--- start TASK DATA ---

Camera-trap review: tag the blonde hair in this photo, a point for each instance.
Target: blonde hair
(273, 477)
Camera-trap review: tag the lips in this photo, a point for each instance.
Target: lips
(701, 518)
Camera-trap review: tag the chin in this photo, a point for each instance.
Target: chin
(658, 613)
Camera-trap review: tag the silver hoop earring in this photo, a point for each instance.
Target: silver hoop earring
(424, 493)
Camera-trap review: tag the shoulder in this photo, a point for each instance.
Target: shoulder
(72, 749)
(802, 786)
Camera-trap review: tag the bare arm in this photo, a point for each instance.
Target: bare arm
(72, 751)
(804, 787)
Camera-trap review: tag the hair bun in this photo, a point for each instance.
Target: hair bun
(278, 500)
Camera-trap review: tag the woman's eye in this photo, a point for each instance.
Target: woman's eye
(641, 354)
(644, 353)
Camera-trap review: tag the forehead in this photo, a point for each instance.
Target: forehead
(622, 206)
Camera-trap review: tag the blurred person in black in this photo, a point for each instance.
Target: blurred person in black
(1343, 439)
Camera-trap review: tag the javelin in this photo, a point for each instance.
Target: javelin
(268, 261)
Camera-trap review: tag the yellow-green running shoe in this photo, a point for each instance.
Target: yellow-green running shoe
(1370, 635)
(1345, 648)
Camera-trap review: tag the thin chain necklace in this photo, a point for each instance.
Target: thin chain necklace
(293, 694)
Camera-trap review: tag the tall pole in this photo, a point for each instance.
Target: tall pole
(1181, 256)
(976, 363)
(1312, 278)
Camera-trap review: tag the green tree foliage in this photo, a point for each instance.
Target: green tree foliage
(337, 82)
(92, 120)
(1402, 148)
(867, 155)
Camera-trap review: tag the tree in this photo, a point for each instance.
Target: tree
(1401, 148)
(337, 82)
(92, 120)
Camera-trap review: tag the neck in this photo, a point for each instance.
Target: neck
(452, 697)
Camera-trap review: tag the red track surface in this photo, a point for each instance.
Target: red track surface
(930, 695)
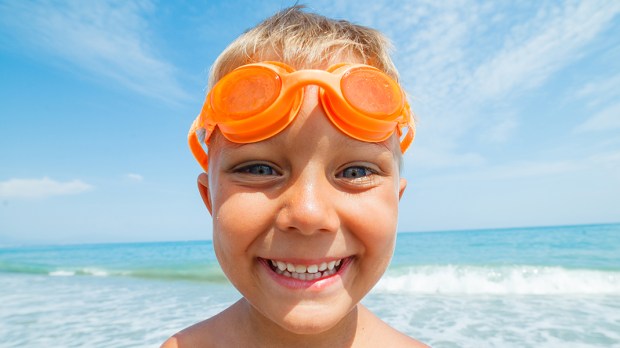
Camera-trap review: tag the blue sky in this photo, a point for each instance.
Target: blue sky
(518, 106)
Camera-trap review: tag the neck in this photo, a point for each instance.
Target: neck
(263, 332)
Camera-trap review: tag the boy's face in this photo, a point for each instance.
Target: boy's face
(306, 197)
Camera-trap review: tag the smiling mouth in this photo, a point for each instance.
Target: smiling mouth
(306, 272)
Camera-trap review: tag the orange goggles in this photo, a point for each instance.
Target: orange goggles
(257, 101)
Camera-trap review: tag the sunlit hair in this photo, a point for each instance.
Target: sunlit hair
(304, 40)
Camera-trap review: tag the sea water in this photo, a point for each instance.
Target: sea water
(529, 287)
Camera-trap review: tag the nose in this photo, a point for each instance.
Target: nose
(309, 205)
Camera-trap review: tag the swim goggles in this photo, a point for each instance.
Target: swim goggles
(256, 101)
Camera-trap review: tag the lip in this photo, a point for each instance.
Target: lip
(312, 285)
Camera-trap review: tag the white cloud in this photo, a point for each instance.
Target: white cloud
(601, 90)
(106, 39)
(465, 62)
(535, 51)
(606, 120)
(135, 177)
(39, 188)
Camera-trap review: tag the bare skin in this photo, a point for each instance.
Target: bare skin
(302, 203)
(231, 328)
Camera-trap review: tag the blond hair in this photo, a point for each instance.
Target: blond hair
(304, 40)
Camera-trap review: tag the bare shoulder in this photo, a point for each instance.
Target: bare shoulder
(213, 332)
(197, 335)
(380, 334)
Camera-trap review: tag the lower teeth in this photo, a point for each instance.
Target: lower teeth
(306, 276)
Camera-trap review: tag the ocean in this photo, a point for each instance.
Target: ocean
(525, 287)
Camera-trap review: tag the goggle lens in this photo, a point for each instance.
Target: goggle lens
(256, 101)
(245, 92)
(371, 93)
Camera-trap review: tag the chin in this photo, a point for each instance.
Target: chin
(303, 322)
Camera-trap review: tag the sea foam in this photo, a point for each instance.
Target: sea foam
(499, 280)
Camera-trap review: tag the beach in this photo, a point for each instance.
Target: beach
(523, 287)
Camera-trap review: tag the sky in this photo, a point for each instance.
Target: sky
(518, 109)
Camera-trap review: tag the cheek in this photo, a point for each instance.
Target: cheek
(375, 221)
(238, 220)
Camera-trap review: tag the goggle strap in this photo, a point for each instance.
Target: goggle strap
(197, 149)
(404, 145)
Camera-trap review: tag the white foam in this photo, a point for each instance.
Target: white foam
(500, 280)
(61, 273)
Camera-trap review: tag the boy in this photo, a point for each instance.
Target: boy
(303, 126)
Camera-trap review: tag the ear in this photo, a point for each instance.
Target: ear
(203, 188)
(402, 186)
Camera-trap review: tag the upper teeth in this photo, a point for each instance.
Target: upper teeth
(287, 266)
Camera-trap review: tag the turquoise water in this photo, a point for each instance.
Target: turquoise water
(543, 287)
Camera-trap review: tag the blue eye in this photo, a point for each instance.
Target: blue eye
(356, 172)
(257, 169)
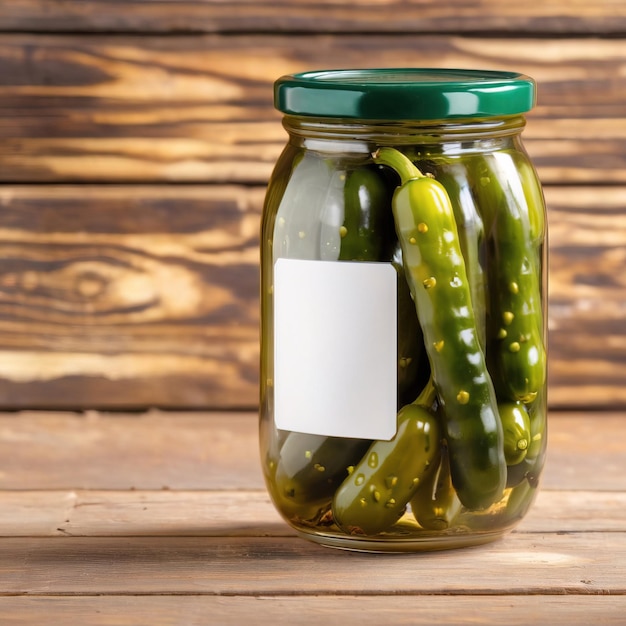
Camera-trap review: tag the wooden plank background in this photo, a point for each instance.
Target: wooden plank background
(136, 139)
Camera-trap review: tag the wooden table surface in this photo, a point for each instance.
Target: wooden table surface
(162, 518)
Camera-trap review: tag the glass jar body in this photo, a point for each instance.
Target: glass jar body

--- end TASK DATA ---

### THE PROBLEM
Copy out the stretch of the records from the line containing "Camera-trap review: tag the wooden table" through the end of the records, word for word and including both ends.

### SOLUTION TO THIS PROBLEM
Camera-trap review: tag the wooden table surface in this photo, a point for each instance.
Target: wooden table surface
(162, 518)
Camera-trap review: tag the glass jar body in this photo, a point for each instance.
Target: glass jar body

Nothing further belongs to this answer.